- [BRIEF] Reproduce each line of the material below verbatim, keeping every line in its original order.

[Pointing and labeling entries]

┄┄┄┄┄┄┄┄┄┄

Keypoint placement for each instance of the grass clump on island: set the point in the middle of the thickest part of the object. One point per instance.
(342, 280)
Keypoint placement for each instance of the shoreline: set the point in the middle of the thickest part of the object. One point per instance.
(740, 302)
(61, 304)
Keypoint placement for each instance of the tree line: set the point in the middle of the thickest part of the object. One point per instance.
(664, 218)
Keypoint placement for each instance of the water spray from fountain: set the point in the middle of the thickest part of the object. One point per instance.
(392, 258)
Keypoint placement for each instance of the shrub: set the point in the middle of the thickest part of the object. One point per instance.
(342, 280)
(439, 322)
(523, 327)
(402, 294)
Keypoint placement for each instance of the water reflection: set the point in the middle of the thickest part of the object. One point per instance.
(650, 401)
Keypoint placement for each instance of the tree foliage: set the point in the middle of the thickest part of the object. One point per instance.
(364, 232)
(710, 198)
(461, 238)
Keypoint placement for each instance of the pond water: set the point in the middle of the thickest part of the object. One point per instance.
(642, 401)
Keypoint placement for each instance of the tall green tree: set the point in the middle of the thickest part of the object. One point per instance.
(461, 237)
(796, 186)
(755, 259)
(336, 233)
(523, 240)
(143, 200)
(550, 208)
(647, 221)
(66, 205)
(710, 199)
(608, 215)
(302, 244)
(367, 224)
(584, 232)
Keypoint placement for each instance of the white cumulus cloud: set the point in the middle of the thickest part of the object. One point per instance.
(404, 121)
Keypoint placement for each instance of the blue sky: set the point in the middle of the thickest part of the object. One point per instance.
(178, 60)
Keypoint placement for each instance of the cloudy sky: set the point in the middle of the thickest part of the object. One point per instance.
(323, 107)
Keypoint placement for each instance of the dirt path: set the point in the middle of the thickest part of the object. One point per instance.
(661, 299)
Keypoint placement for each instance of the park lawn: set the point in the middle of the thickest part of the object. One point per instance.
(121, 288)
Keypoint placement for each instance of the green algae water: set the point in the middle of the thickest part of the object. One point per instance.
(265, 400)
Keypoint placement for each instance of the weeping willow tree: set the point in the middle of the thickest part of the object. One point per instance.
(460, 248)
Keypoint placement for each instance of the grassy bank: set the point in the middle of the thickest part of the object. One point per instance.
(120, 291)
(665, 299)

┄┄┄┄┄┄┄┄┄┄

- [SOLUTION BELOW]
Keypoint placement for each instance of the grass clump on island: set the point in the middle of the thickest part of the object. One point per instance.
(342, 280)
Keypoint placement for each instance of the shoreline: set the point in the middle of the thickest part of the object. One point per instance.
(740, 302)
(61, 304)
Keypoint placement for each instance of the tree line: set the point in the middle of the thickest part of the object. One point per instance.
(664, 218)
Keypoint placement for each instance of the water spray from fountain: set the point in the middle of the thickest part of the object. One point per instance.
(392, 258)
Keypoint placement for each instance of the shrub: set the point in the middle of the thickest part of the object. One point per instance.
(342, 280)
(439, 322)
(523, 327)
(402, 294)
Keypoint placement for each instance of the water reflection: set the point in the middle of the thickest part of the object. One point per instance.
(650, 401)
Keypoint placement for each instance of the tree foliage: set the point in the middle of the thickest part of the object. One point per instance.
(364, 232)
(710, 198)
(461, 238)
Keypoint placement for each instance of the pond water: set the point in the middle of the thickest part of the object. One point per instance.
(642, 401)
Keypoint placement for each instance of the tall green tree: set the point in the middle of the thickest part of the object. One point per instance.
(461, 237)
(796, 186)
(755, 259)
(336, 233)
(523, 240)
(143, 200)
(550, 208)
(647, 221)
(66, 205)
(710, 199)
(608, 215)
(302, 244)
(367, 224)
(584, 232)
Keypoint placement for each instance of the white cumulus cloud: set the point in the middle of the thickest part of the object. One point per instance.
(404, 121)
Keypoint placement for each instance of the blue sky: set the point in the middle of the thickest part of the object. One point per instance.
(178, 60)
Keypoint placement for each instance of the cloudy sky: set the point in the middle of the thickest part of the object. One point per instance.
(323, 107)
Keypoint placement for each instance of the dirt path: set the point in the middle of the thickest part of the object. One point per instance.
(661, 299)
Keypoint placement for each instance of the park lawn: set the point in the middle of the thickest part of the object. One point per instance.
(121, 288)
Keypoint placement for each instance of the green algae water: set the point in the middle of the thickest part of the object. One point per instance.
(265, 400)
Keypoint placement for each instance of the weeping willow tree: set the point in the middle of the thickest part of the object. One point per instance.
(460, 248)
Keypoint placement for each instance of the grassy bank: set the point in the middle of the thickest part of the object. One point per instance.
(120, 291)
(665, 299)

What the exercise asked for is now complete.